▶ **EXTRAIT DU DOCUMENT**
Lille (Nord), envoyé spécial.
Acte I, scène I. Depuis des années désormais, les récits des départs ont la vie dure. Il était 13 h 40 dans les rues de Lille, sous un ciel crémeux et une température post-caniculaire, quand les 184 coureurs de cette 112e édition de la Grande Boucle s’élancèrent dans une ambiance de kermesse. De la citadelle de la ville au Beffroi, la chair de poule. Une marée jaune venait d’envahir la capitale des Flandres. La bière et la bonne humeur coulaient à flots, tandis que le peuple ch’ti assistait à la première attaque de ce Tour 2025. Tradition « moderne » respectée : dès le kilomètre zéro, des attaques. L’histoire retiendra, même s’il n’y a jamais rien d’anecdotique chez nos Géants de Juillet, que cinq hommes partirent en éclaireurs pour tracer la nouvelle aventure (Armirail, Thomas, Rutsch, Vercher, Le Berre). D’entrée de jeu, le peloton accepta momentanément l’escapade et laissa filer nos baroudeurs de l’éternel. Un vent de face s’égaillant à 40 km/h, dans la partie vers l’ouest de l’étape, perturba la chevauchée inaugurale. La journée serait longue.

▶ **DONNÉES ENREGISTRÉES**
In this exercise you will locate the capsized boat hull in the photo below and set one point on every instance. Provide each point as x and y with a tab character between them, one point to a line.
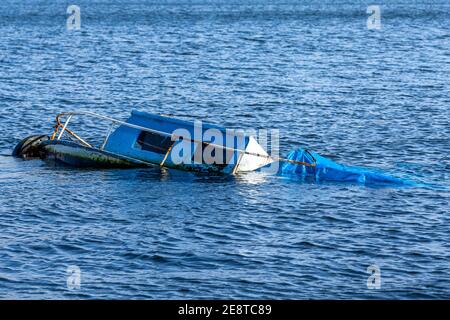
76	155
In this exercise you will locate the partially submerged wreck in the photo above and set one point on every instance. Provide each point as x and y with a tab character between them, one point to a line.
149	140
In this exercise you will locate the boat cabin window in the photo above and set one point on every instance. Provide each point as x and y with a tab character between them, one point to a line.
153	142
223	158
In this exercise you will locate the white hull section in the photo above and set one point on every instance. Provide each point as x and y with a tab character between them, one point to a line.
250	162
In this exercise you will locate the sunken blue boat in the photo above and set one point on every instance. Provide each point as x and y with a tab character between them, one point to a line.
149	140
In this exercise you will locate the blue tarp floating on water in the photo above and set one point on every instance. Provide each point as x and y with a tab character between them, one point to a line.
328	170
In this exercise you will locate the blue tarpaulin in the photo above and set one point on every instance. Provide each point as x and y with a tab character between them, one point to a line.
328	170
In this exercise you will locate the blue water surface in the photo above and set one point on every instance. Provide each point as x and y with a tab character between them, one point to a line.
312	69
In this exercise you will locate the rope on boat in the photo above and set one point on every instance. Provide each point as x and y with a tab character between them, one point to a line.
174	138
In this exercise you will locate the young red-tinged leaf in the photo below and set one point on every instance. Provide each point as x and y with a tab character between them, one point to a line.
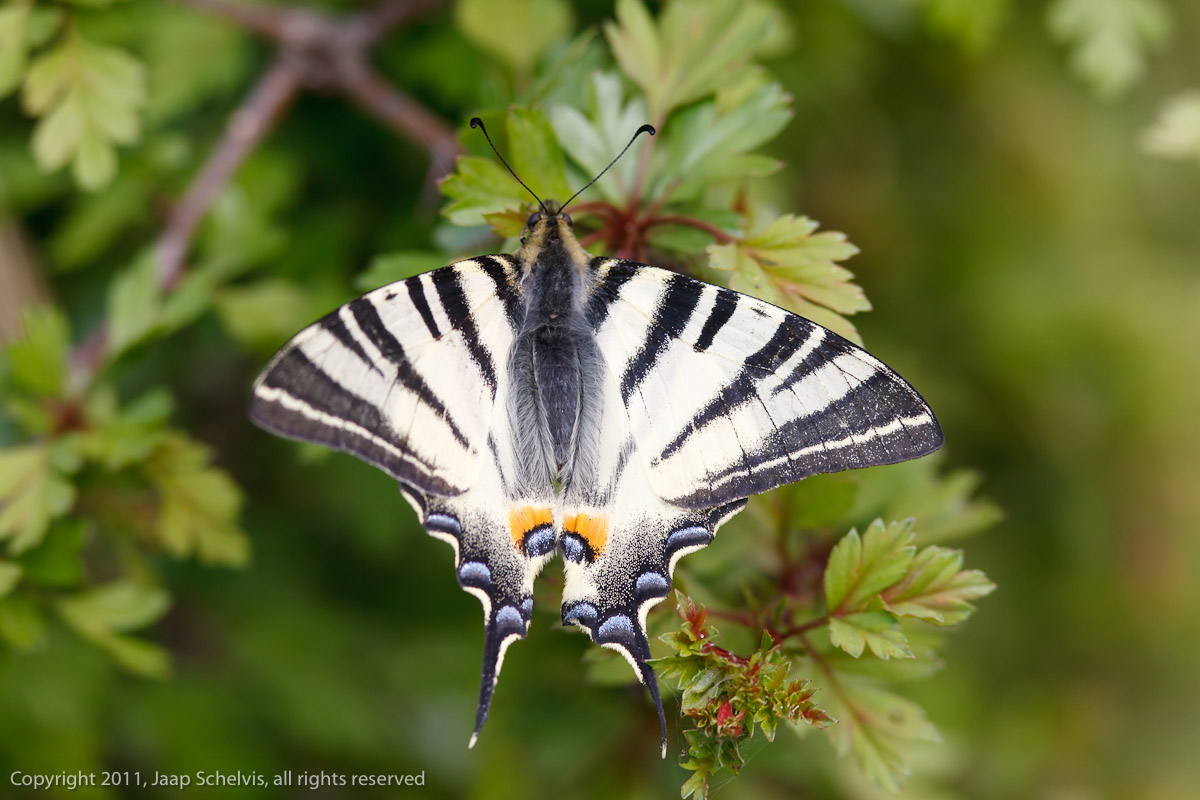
937	588
876	630
10	573
873	725
862	566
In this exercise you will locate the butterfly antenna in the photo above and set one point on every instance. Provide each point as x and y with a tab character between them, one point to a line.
645	128
475	122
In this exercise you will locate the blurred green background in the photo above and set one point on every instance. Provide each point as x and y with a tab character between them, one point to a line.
1033	258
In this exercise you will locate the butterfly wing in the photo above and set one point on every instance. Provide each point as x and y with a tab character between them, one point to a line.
412	379
729	396
709	396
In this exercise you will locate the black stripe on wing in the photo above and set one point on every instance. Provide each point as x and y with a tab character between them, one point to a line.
676	307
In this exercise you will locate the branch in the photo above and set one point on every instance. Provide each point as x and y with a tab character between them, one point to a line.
247	126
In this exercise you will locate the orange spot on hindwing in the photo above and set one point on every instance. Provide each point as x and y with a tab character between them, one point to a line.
526	521
593	530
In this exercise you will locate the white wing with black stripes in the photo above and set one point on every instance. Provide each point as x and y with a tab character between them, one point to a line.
709	397
413	378
729	396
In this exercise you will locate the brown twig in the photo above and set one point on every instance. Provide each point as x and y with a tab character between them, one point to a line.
317	52
246	128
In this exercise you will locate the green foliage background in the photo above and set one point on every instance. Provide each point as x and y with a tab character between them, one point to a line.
180	591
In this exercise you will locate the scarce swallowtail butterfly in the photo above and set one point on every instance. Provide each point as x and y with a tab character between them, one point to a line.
551	402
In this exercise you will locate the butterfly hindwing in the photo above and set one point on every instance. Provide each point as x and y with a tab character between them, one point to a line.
729	396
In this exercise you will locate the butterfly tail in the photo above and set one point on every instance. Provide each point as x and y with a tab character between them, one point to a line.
504	626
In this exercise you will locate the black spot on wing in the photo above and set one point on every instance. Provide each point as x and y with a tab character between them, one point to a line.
373	329
505	288
334	324
676	306
417	294
607	289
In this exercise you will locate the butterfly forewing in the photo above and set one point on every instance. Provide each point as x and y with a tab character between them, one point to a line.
729	396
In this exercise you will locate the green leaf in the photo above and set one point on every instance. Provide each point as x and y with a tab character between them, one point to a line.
1176	133
873	725
21	623
10	573
37	362
694	48
1111	38
792	266
937	588
102	615
861	567
199	504
135	301
57	560
34	491
396	266
519	31
876	630
88	96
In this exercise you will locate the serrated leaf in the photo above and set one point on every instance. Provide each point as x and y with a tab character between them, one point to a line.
1111	38
873	723
1176	132
390	268
592	139
876	630
199	504
88	96
37	361
937	588
10	573
791	265
861	567
13	46
34	491
535	154
519	31
21	623
135	301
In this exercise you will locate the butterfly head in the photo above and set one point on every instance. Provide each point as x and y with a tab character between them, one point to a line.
546	230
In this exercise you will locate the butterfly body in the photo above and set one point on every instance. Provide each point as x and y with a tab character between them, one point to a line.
613	413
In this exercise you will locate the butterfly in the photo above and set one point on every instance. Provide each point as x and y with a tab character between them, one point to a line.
551	402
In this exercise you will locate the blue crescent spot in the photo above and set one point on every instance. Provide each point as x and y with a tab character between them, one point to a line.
573	551
652	583
475	572
509	618
585	613
618	626
688	537
444	523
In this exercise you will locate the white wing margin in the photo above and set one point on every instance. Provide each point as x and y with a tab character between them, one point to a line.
729	396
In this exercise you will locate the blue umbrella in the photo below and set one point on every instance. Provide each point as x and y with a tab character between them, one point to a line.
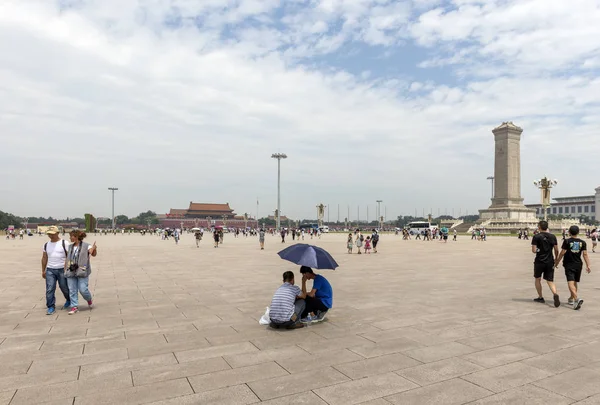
309	256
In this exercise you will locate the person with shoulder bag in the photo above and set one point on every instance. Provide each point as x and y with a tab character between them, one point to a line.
78	268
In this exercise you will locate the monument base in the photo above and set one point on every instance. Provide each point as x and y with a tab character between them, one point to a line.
507	219
511	213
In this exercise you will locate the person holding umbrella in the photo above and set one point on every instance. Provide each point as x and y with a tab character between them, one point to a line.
320	298
287	304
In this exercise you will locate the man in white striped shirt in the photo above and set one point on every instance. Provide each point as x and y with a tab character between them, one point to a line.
287	304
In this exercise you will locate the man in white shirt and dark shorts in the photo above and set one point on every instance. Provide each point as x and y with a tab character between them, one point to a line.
287	304
53	268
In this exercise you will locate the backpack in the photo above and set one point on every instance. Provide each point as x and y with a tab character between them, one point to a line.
64	247
546	246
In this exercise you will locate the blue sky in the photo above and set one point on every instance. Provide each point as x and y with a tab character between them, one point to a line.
179	100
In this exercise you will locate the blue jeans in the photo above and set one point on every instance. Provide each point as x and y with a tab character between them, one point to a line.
78	285
54	276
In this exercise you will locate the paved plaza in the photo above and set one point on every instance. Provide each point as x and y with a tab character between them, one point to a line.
417	323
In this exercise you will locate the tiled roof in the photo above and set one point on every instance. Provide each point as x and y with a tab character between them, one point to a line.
209	207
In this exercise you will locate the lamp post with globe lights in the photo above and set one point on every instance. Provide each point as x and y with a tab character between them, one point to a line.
278	156
545	185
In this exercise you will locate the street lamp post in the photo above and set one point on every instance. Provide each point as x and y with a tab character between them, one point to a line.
379	210
113	189
492	180
278	156
545	185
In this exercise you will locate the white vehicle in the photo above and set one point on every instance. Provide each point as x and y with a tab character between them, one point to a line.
419	226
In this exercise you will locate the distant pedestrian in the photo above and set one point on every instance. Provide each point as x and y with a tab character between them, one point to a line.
359	242
375	240
261	239
368	245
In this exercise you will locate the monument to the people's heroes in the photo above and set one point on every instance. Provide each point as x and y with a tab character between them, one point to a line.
507	209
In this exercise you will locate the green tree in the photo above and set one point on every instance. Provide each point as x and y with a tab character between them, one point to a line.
122	219
9	219
268	222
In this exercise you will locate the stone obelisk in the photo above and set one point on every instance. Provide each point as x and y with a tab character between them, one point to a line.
507	203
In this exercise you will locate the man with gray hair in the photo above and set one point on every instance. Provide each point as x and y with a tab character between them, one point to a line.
287	304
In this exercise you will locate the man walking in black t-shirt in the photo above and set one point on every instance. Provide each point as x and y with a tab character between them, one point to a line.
572	249
542	245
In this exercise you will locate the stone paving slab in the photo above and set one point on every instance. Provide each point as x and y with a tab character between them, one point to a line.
416	323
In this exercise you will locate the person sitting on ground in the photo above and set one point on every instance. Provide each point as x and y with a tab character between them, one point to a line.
287	304
572	250
320	299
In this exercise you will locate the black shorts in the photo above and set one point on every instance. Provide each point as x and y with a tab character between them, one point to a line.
573	274
544	269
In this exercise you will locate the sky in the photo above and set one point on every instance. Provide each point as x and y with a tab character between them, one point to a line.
175	101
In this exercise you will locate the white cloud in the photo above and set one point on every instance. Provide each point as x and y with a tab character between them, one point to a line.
192	109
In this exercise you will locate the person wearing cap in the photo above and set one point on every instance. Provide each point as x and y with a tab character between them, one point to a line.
54	256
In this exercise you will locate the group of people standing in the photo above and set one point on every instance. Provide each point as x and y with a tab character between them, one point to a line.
68	265
358	239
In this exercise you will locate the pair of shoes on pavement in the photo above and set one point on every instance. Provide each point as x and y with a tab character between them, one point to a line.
74	310
319	317
576	303
52	310
541	300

▶ **TRAVAIL DEMANDÉ**
Poursuivez l'extrait sur la première étape du Tour 2025 au départ de Lille, en reprenant juste après sa dernière phrase.

▶ **RÉPONSE ATTENDUE**
Acte I, scène II
Cette grande boucle entre Lille et Lille (184,9 km) promise à un sprint massif, traversant le Nord et le Pas-de-Calais par quelques cités emblématiques comme Lens, Béthune, Hazebrouck ou Armentières, avec un sprint intermédiaire à La Motte-au-Bois, offrait un parcours plutôt vallonné. Mais non dépourvu de petites difficultés piquantes en guise de hors-d’œuvre : Notre-Dame-de-Lorette (1 km à 7,6 %), Mont Cassel (1,9 km à 3,5 %) et Mont Noir (1,3 km à 6,4 %), placées dans la seconde moitié du tracé.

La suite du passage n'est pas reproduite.